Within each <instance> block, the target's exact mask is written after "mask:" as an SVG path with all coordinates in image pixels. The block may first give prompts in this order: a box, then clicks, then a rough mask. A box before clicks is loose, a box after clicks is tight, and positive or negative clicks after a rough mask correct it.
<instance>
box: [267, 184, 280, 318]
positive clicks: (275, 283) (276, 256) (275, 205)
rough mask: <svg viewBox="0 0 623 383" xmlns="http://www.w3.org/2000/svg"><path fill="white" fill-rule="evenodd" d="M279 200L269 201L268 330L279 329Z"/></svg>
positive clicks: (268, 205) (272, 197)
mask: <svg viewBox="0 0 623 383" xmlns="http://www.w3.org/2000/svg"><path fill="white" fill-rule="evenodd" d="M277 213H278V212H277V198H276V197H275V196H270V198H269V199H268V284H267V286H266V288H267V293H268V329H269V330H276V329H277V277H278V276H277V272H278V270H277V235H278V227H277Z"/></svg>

+++

▸ ASSIGNMENT
Write out every entry verbatim.

▸ ANSWER FOR THIS EXERCISE
Within each <instance> block, the target's exact mask is written after "mask:" as an SVG path with all coordinates in image pixels. The block may first give prompts in this order: a box, then clicks, then a rough mask. A box before clicks is loose, a box after clicks is tight, and positive or negative clicks after a rough mask correct it.
<instance>
box: [267, 184, 280, 318]
positive clicks: (275, 283) (276, 256) (275, 205)
rough mask: <svg viewBox="0 0 623 383" xmlns="http://www.w3.org/2000/svg"><path fill="white" fill-rule="evenodd" d="M279 200L269 201L268 330L279 329Z"/></svg>
positive clicks: (268, 205) (272, 197)
mask: <svg viewBox="0 0 623 383" xmlns="http://www.w3.org/2000/svg"><path fill="white" fill-rule="evenodd" d="M277 213H278V212H277V198H276V197H275V196H270V198H269V199H268V284H267V286H266V288H267V293H268V329H269V330H276V329H277V277H278V276H277V272H278V270H277V235H278V227H277Z"/></svg>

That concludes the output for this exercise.